#### [Exercise 1]
According to the passage on diffusion MRI preprocessing and tractography, at how many evenly spaced nodes along each tract were diffusivity metrics estimated?
#### [Exercise 2]
Continue the passage on diffusion MRI preprocessing and tractography from its final sentence.
[Source passage Boundary: Start]
Diffusion MRI preprocessing and tractography

Diffusion MRI data were processed using the open source mrVista software distribution developed by the VISTA lab (https://vistalab.stanford.edu/) as outlined in previous work [26, 27]. Based on a recent harmonized meta-analysis of diffusivity-based white matter indicators of depression [9] and on prior investigations in adolescents with depression [8, 10], we focused our analyses on the following tracts of interest: corpus callosum genu and splenium, cingulum cingulate, and uncinate fasciculus. Diffusivity metrics including FA were estimated for 100 evenly spaced nodes along each respective tract and averaged across the entire tract for a more reliable estimate [27, 28]. See Supplement for more details on diffusion MRI preprocessing and tractography.
[Source passage Boundary: End]
[Dataset content Boundary: Start]
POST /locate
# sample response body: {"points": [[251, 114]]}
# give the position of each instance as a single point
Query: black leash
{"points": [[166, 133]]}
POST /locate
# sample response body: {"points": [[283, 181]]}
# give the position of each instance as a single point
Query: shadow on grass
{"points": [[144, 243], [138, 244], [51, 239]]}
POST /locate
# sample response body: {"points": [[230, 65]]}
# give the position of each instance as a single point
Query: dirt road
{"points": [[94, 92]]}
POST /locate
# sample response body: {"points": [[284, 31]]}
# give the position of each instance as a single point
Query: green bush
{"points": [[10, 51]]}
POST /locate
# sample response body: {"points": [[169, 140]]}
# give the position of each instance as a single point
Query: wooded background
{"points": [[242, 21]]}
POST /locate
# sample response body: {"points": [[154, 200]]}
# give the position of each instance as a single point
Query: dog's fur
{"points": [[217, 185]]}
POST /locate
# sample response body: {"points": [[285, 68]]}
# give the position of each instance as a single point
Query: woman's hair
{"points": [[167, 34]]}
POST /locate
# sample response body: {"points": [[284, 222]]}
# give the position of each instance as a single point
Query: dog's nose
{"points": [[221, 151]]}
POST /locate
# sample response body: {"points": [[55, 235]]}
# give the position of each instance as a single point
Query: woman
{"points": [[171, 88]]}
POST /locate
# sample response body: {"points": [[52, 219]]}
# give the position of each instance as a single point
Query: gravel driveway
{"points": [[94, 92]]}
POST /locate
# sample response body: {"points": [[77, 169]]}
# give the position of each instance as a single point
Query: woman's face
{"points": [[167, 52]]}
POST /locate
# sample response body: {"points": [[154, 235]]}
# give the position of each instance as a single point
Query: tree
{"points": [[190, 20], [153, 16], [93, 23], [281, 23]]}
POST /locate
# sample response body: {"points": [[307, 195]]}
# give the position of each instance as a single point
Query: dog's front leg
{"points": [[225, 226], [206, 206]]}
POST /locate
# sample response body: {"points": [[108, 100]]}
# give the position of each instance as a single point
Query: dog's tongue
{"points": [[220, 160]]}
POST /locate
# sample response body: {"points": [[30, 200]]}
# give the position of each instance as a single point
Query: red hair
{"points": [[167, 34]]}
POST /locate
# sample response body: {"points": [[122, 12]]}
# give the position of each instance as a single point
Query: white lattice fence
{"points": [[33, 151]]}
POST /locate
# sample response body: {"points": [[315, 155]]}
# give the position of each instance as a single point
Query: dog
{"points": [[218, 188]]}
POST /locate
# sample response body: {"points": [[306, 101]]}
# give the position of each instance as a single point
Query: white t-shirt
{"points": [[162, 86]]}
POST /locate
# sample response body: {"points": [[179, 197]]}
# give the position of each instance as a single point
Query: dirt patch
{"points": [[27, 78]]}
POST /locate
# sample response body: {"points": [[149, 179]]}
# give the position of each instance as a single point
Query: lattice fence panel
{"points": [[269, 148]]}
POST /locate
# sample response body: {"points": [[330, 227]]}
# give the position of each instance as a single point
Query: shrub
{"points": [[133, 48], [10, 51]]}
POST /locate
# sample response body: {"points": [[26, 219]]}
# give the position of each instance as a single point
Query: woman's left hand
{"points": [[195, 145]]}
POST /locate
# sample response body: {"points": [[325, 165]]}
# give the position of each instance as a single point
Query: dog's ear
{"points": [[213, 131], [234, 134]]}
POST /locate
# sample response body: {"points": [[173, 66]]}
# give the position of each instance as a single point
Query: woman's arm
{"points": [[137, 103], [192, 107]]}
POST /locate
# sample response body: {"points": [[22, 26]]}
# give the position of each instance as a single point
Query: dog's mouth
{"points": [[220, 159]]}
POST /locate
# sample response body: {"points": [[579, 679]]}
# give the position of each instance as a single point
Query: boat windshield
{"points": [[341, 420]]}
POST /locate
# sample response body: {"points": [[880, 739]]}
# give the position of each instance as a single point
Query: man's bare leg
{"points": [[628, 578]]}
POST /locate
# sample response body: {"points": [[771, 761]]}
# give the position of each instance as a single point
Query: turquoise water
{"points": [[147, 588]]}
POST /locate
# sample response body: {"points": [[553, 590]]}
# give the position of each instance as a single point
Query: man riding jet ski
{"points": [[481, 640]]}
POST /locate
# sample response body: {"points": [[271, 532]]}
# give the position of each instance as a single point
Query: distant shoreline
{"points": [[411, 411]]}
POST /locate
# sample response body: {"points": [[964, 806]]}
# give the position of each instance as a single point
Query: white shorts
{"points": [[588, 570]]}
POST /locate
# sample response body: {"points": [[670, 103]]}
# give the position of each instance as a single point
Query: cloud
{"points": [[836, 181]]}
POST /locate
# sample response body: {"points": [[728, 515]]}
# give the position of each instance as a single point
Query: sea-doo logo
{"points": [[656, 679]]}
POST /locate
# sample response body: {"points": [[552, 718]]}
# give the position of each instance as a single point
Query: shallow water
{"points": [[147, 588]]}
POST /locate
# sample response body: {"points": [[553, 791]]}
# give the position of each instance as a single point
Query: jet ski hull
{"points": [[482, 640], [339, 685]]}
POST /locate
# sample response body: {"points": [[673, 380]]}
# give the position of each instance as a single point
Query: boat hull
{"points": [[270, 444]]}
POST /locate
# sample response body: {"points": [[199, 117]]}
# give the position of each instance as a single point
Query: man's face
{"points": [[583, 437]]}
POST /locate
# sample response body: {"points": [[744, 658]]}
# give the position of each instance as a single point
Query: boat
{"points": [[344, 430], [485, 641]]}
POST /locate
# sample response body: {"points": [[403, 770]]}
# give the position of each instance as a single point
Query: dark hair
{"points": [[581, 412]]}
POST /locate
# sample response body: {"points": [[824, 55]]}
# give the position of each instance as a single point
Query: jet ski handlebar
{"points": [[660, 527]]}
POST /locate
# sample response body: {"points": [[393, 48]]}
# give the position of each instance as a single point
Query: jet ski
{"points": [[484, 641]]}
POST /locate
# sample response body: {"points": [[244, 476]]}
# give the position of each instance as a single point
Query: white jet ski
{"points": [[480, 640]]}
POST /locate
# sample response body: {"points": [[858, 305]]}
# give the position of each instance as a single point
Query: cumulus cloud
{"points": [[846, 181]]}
[Dataset content Boundary: End]
#### [Exercise result 1]
At 100 evenly spaced nodes along each tract.

#### [Exercise result 2]
Quantitative MRI model fitting and quality assurance

Quantitative MRI data were processed using an in-house Python script (see Code availability, below) to unshuffle slices in both scans, skullstrip the data at a fractional threshold of 0.5, correct for distortions, and fit a non-linear least squares model to estimate T1 per voxel. The resulting T1 maps were then registered to a skull-stripped SPGR scan aligned with the anterior and posterior commissures using FSL’s FLIRT [24]. In order to examine R1 within individual-specific white matter tracts of interest, we converted person-specific fiber tracts into binary masks using VISTA lab tools (https://vistalab.stanford.edu/). We then performed rigorous quality inspection, including visually checking each quantitative MRI scan and associated white matter tract masks for motion artifacts, registration accuracy, and anatomical accuracy for the location of each segmented white matter tract. Finally, we extracted mean T1 within each tract mask per participant and computed R1 (1/T1). See Fig. 1 for a visualization of the tracts of interest derived from the diffusion MRI scan overlaid on the quantitative MRI data from a representative subject. For each tract, we also computed the proportion of voxels that were outside of the boundaries of the quantitative MRI map and conservatively included these values as additional covariates in our statistical models involving R1 (see Fig. S2 for example tracts).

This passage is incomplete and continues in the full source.